Excerpts of pointing data
○ ○ ○ ○
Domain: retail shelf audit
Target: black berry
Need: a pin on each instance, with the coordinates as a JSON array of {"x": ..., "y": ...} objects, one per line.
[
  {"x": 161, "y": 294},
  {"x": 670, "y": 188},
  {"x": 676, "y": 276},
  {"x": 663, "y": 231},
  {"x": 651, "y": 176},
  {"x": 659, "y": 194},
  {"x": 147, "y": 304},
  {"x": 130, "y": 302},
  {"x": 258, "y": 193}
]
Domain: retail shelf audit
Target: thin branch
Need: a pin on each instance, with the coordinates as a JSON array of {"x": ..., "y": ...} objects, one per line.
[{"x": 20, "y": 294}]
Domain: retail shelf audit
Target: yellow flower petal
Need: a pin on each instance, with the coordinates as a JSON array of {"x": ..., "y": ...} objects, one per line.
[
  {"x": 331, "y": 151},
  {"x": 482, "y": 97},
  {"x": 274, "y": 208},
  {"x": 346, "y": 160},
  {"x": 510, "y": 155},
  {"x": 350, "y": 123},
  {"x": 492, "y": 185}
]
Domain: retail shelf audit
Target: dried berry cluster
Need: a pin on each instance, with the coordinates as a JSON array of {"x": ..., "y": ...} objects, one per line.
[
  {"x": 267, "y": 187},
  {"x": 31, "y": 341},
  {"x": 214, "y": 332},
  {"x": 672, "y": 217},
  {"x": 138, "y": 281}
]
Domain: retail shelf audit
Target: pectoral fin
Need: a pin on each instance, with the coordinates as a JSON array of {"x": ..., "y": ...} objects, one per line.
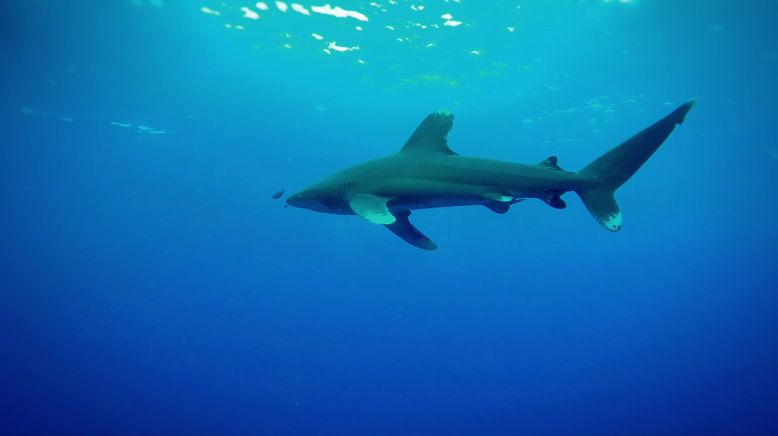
[
  {"x": 404, "y": 229},
  {"x": 372, "y": 208}
]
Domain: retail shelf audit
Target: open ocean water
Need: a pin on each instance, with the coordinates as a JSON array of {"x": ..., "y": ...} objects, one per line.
[{"x": 149, "y": 284}]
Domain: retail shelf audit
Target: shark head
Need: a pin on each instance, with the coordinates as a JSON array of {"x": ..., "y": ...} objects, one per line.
[{"x": 321, "y": 197}]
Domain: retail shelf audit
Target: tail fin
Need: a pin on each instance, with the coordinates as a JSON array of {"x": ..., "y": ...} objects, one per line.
[{"x": 608, "y": 172}]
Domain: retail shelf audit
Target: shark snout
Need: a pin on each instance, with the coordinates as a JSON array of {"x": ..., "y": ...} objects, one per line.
[{"x": 294, "y": 200}]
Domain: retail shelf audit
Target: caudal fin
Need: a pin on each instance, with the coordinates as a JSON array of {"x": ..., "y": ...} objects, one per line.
[{"x": 608, "y": 172}]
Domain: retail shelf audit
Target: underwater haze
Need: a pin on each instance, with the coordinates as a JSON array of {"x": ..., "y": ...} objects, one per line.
[{"x": 150, "y": 284}]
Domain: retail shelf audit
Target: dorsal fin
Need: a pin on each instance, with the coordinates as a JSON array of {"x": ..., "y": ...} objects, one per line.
[
  {"x": 551, "y": 162},
  {"x": 431, "y": 135}
]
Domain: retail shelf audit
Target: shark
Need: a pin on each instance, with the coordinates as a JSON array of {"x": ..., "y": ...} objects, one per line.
[{"x": 427, "y": 173}]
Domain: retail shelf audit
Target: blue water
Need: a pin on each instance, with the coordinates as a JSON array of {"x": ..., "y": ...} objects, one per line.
[{"x": 150, "y": 285}]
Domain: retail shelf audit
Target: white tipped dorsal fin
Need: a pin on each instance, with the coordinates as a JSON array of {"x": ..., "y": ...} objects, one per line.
[
  {"x": 372, "y": 208},
  {"x": 432, "y": 134}
]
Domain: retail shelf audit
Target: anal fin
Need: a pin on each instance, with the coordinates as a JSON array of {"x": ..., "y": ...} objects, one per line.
[
  {"x": 410, "y": 234},
  {"x": 555, "y": 201},
  {"x": 498, "y": 206}
]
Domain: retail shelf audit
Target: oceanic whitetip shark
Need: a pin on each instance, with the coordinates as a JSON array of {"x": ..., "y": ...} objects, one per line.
[{"x": 426, "y": 173}]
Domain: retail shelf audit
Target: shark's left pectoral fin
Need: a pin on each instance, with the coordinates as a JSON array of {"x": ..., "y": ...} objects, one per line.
[
  {"x": 372, "y": 208},
  {"x": 404, "y": 229}
]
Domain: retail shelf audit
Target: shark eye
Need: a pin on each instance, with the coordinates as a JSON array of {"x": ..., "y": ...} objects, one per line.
[{"x": 331, "y": 203}]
○ ○ ○ ○
**Problem to work on:** Return the whole listing, word for word, and leave out every picture.

**Reply to the task:**
Domain: retail shelf audit
Target: black berry
Need: a pin on each instance, with the coordinates as a JSON array of {"x": ..., "y": ...} objects, one per line.
[
  {"x": 161, "y": 294},
  {"x": 670, "y": 188},
  {"x": 676, "y": 276},
  {"x": 663, "y": 231},
  {"x": 651, "y": 176},
  {"x": 659, "y": 194},
  {"x": 147, "y": 304},
  {"x": 130, "y": 302},
  {"x": 258, "y": 193}
]
Domain: retail shelf audit
Target: thin branch
Need: a pin on each instance, with the coordinates as a JSON array of {"x": ..., "y": ...} objects, one per line.
[{"x": 20, "y": 294}]
Domain: retail shelf audit
Target: yellow flower petal
Need: a pin on each instance, with the coordinates as a JSON array of {"x": ..., "y": ...} objects, one per line.
[
  {"x": 331, "y": 151},
  {"x": 482, "y": 97},
  {"x": 274, "y": 208},
  {"x": 346, "y": 160},
  {"x": 510, "y": 155},
  {"x": 350, "y": 123},
  {"x": 492, "y": 185}
]
Domain: retail shelf audit
Target: dried berry cluster
Need: a pin on each instance, with the coordinates as a JSON array of {"x": ..., "y": ...} objects, one per line.
[
  {"x": 267, "y": 187},
  {"x": 31, "y": 341},
  {"x": 214, "y": 332},
  {"x": 672, "y": 217},
  {"x": 138, "y": 281}
]
Domain: retail shelf audit
Target: pectoral fin
Need: a pin on each instance, with the coordinates as a JSON array of {"x": ..., "y": ...} objects, one per line.
[
  {"x": 404, "y": 229},
  {"x": 372, "y": 208}
]
Domain: retail shelf audit
Target: open ocean water
Need: a pin on each instance, with the coordinates as a JSON array of {"x": ..., "y": ...} objects, one per line.
[{"x": 149, "y": 284}]
Domain: retail shelf audit
Target: shark head
Need: a pin on each instance, with the coordinates as a JSON array of {"x": ..., "y": ...} objects, one per line.
[{"x": 321, "y": 197}]
Domain: retail shelf audit
Target: tail fin
Need: a pin on each instance, with the coordinates as a JSON array of {"x": ..., "y": ...} objects, one per line.
[{"x": 608, "y": 172}]
Domain: retail shelf audit
Target: shark snout
Need: a pin on each instance, with the coordinates as a JSON array of {"x": ..., "y": ...} objects, one per line.
[{"x": 294, "y": 200}]
Domain: retail shelf audit
Target: caudal fin
Need: a pin on each instance, with the coordinates as a JSON array of {"x": ..., "y": ...} objects, one per line.
[{"x": 608, "y": 172}]
Domain: retail shelf audit
Target: underwater haze
Need: a pin on each instance, with the coordinates as a JSON array of {"x": ..., "y": ...} objects, one per line.
[{"x": 150, "y": 284}]
Domain: retail shelf audit
Target: dorsal fin
Need: a pin on each instance, with the coordinates as a JSON array of {"x": ..., "y": ...} objects, one per line.
[
  {"x": 551, "y": 162},
  {"x": 431, "y": 135}
]
Domain: retail shelf audit
Target: shark
Need: a pin on each instance, with the coordinates as a JSON array of {"x": ..., "y": ...} objects, one per line.
[{"x": 427, "y": 173}]
Domain: retail shelf audit
Target: blue water
Need: a pin on each instance, with the coordinates as a JSON array of {"x": ..., "y": ...} objects, one per line.
[{"x": 150, "y": 285}]
Domain: retail shelf audit
Target: white tipped dorsal fin
Need: a pin on each instance, with the coordinates as a JSON array of {"x": ..., "y": ...} objects, one per line.
[
  {"x": 372, "y": 208},
  {"x": 432, "y": 134}
]
Domain: retail shelf audit
Target: anal fin
Need: a pin on each instance, with the coordinates as a JSON array of {"x": ..., "y": ...} objects, one per line.
[
  {"x": 410, "y": 234},
  {"x": 555, "y": 201},
  {"x": 498, "y": 206}
]
Domain: retail shelf audit
Target: oceanic whitetip shark
Need: a pin on each instance, with the coordinates as a JSON array of {"x": ..., "y": ...} objects, one per line.
[{"x": 426, "y": 173}]
Domain: retail shelf audit
Target: shark's left pectoral fin
Need: a pin on each instance, with the coordinates as a JSON array of {"x": ..., "y": ...} objects, one per line.
[
  {"x": 372, "y": 208},
  {"x": 404, "y": 229}
]
Domain: retail shelf audit
Target: shark eye
Need: a pin on each instance, with the coordinates as a JSON array of {"x": ..., "y": ...} objects, one per line.
[{"x": 331, "y": 203}]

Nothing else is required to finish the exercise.